[Point localization data]
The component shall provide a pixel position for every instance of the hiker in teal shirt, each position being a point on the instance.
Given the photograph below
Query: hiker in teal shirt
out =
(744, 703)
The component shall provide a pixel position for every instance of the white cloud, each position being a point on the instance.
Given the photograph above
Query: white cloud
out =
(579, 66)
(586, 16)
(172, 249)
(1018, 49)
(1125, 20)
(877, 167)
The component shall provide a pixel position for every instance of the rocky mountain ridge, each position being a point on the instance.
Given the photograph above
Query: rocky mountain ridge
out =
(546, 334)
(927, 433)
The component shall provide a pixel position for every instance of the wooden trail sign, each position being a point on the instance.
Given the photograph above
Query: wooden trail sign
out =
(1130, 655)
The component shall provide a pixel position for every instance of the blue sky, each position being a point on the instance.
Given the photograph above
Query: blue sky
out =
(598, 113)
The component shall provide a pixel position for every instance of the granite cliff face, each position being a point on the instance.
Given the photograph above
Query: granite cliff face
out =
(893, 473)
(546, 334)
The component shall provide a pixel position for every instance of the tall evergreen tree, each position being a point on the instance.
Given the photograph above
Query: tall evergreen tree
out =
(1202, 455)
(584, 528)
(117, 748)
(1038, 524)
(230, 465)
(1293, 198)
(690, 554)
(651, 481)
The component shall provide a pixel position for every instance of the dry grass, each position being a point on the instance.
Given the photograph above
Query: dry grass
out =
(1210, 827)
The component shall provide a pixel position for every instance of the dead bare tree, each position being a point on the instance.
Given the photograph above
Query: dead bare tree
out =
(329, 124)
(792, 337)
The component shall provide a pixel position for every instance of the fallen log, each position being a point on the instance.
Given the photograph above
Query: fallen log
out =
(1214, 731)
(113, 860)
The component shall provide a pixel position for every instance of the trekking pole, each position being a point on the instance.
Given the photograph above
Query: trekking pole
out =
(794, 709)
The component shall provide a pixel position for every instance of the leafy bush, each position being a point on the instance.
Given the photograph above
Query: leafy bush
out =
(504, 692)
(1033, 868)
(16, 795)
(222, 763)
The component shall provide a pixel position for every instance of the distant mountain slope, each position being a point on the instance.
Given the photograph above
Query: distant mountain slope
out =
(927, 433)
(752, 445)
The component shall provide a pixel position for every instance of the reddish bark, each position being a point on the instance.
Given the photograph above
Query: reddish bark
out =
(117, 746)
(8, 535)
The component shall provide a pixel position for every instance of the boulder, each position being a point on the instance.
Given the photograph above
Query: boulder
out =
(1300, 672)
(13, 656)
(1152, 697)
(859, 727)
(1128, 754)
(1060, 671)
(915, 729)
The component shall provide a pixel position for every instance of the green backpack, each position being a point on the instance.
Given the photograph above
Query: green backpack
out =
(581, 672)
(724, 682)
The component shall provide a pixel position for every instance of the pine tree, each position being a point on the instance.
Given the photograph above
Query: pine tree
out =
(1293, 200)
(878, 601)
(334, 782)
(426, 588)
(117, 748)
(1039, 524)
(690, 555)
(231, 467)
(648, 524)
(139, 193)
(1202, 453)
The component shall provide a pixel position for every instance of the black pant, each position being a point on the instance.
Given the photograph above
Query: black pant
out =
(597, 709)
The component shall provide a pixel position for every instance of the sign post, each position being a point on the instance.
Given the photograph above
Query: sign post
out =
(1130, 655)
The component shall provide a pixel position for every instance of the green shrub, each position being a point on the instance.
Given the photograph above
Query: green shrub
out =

- WHAT TO PRODUCE:
Only the stretch of lines that begins with the one holding "of the black" and ends with the last line above belongs in the answer; please write it out exactly.

- TASK SOLUTION:
The component shall provide a pixel position for every instance of the black pant, each position being a point on the instance.
Given the photograph above
Query: black pant
out =
(597, 709)
The component shall provide a pixel position for every instance of the sign post, each position being a point on the instance.
Given the photograph above
Query: sign post
out =
(1130, 655)
The component shall provide a pixel position for every instance of the green shrub, each position being a point on the instance.
Given the photograph above
Query: green shrub
out =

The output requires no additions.